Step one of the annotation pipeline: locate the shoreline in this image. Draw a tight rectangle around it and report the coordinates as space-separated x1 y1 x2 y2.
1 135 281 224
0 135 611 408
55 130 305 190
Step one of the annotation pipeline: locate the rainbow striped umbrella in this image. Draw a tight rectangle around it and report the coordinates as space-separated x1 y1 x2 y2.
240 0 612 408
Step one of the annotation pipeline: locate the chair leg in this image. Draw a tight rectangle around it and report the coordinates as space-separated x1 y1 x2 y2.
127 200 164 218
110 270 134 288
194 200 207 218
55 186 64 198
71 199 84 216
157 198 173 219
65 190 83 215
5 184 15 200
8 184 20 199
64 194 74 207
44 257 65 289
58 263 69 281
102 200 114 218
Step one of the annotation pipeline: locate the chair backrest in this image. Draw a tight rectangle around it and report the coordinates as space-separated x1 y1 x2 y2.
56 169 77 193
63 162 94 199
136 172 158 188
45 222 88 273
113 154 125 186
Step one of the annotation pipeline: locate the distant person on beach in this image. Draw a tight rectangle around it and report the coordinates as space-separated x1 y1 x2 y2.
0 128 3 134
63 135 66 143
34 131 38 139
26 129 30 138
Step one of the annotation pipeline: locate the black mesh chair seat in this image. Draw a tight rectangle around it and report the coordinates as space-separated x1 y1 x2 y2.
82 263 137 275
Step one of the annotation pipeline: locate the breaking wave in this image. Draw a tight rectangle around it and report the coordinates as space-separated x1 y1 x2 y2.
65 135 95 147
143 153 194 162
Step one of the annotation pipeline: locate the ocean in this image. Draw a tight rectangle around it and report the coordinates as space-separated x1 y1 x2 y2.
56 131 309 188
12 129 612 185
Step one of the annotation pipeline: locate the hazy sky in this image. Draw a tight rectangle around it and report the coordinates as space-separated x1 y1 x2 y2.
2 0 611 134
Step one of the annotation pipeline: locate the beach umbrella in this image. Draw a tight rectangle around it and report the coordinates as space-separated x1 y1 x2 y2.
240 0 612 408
= = = = = = =
== Problem statement ==
Copy out the full listing so that each line matches exactly.

== Exercise solution ==
Step one of the annotation pipeline: locate the shoreline in this image. Draw a tight rectangle around it and report the coordinates as space-separated x1 y1 x2 y2.
1 135 281 224
0 135 611 408
55 130 305 190
Step one of the annotation pipeline: locate the rainbow striped umbrella in this image. Draw a tight rectangle around it and report the coordinates as space-separated x1 y1 x2 y2.
240 0 612 408
Step one of the annotation pipeline: locate the chair leg in this image. Draw a tight rectangle around it and report the coordinates as space-separated x1 y1 x2 y2.
127 200 164 218
110 270 134 288
194 200 207 218
55 186 64 198
71 199 84 216
157 198 173 219
65 190 83 215
5 184 15 200
8 184 20 199
64 194 74 207
44 257 65 289
58 263 69 281
102 200 114 218
Step one of the annotation pipeline: locate the chair backrest in this image. Draw a tight rectangle around it and report the coordinates as space-separated x1 y1 x2 y2.
56 169 77 193
63 162 94 199
136 172 158 188
45 222 88 273
113 154 125 186
Step one of the annotation pipeline: locate the distant person on beach in this image. Draw a tight rectangle around it and report the coordinates as space-separated x1 y1 x2 y2.
0 128 3 134
63 135 66 143
34 131 38 139
26 129 30 138
Step one of the annotation pipeline: locate the black mesh chair seat in this image. Draw a tight rectangle around it and report the coordinates as space-separated x1 y1 x2 y2.
82 263 137 275
Step one of the annotation pipeline: locate the breaking wave in this image. Draw a tight rectangle around it and report the coordinates as space-separated x1 y1 x2 y2.
65 135 95 147
143 153 194 162
Step one of the annotation pipeline: locate the ocean in this image. Draw a tight rectangle around it and report the coordinates as space-separated x1 y1 x2 y2.
56 131 309 188
12 129 612 185
Step one of the annotation pipeline: locate the hazy sky in this image. Draw a tight rectangle around it and report the coordinates as space-separated x1 y1 x2 y2.
2 0 611 134
Step one of the annotation pipeline: locate the beach umbrella in this image. Draw a tight rectangle around it and report the coordinates as space-separated x1 y1 x2 y2.
240 0 612 408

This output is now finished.